═════ SELECTED EXTRACT ═════

Going to Ikea. For the hell of it.

Based on our Dr. Google research (best parents ever?), we have concluded that our son has foot, hand and mouth disease. He broke out into a rash on his face and he slept like a mofo this past weekend. Even more so than me.

With that, we had to forego daycare and play at home today. By 8:30 a.m., I was going nuts. I can handle lying low over the course of a weekend, but I need to keep busy during the week.

So…we went to Ikea. For the hell of it.

Yep. I drove us an hour to pick up a potty for Alex and mentally spend hundreds of dollars on home decor.

This would look perfect in the living room. Right, husband?

This would look perfect in the living room. Right, husband?


Sidenote: I would have never thought that hearing my child say “poo poo” before crapping his pants would make me so proud. But it does.

It was surprising to see just how kid-friendly Ikea is – and they serve beer for parents! If you ever head there on a Tuesday morning, you’ll discover – as I did – that it’s where moms bring their children. Forget the library. Forget the pool. In the nation’s capital, Ikea is where it’s at. The kids think the toys and gadgets are fun and moms get to dream up weekend furniture projects for their husbands. It’s the perfect playdate location.

I was eating macaroni and cheese.

I was eating macaroni and cheese.

I ended up leaving with the potty, a leash hanger and a navy blue candle. So random.

We’re at home again tomorrow and I’m already thinking of ways we can spend our time. There are only so many minutes that Alex and I can play Megablocks before we start throwing them across the room.

═════ LISTED ENTRIES ═════

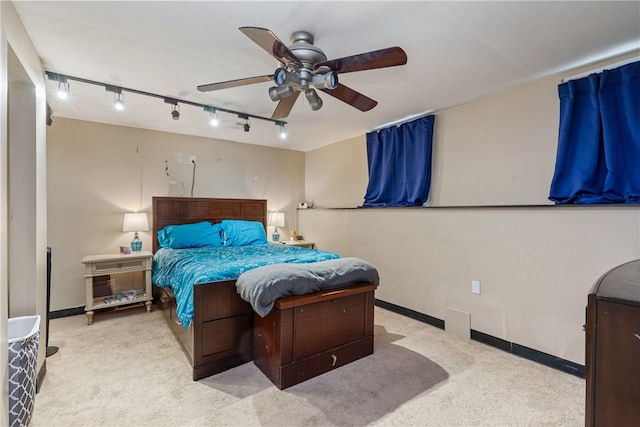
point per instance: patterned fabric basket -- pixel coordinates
(24, 339)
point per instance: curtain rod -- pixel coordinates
(403, 120)
(601, 69)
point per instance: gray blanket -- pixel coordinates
(264, 285)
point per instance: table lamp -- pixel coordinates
(135, 222)
(276, 219)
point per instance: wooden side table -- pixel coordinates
(114, 280)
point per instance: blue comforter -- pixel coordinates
(181, 269)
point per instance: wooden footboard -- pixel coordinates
(219, 337)
(305, 336)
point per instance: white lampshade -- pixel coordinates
(135, 222)
(276, 219)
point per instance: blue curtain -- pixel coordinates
(598, 159)
(399, 160)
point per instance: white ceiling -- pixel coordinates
(457, 52)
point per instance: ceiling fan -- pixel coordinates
(305, 67)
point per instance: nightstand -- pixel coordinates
(114, 280)
(302, 243)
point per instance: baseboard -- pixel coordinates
(545, 359)
(424, 318)
(66, 312)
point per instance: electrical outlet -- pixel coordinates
(475, 287)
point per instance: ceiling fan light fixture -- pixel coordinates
(328, 80)
(315, 102)
(284, 77)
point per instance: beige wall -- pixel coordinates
(97, 172)
(535, 264)
(23, 216)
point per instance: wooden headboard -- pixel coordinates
(189, 210)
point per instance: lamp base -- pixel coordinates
(136, 243)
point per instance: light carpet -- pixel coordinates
(127, 369)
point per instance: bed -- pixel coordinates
(300, 337)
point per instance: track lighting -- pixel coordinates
(314, 100)
(282, 130)
(63, 85)
(63, 89)
(246, 126)
(175, 108)
(213, 116)
(118, 104)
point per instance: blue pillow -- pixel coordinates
(243, 233)
(199, 235)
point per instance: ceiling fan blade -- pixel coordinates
(234, 83)
(284, 106)
(389, 57)
(270, 42)
(351, 97)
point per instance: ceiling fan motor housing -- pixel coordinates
(303, 48)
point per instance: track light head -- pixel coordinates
(175, 112)
(282, 130)
(118, 104)
(63, 89)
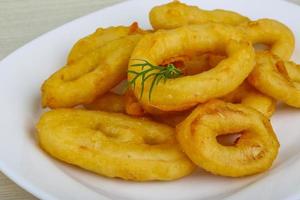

═════

§ **TASKS TO CARRY OUT**:
(1) From the Ikea post, reproduce the passage that starts with the words containing "Going to Ikea." and ends with "so than me.".
(2) Answer these questions from the Ikea post:
(a) What illness did the parents conclude their son has?
(b) How long was the drive to Ikea?
(c) What three items did the writer leave Ikea with?

§ **ANSWERS TO THE TASKS**:
(1)
Going to Ikea. For the hell of it.

Based on our Dr. Google research (best parents ever?), we have concluded that our son has foot, hand and mouth disease. He broke out into a rash on his face and he slept like a mofo this past weekend. Even more so than me.

(2)
(a) Foot, hand and mouth disease.
(b) An hour.
(c) The potty, a leash hanger and a navy blue candle.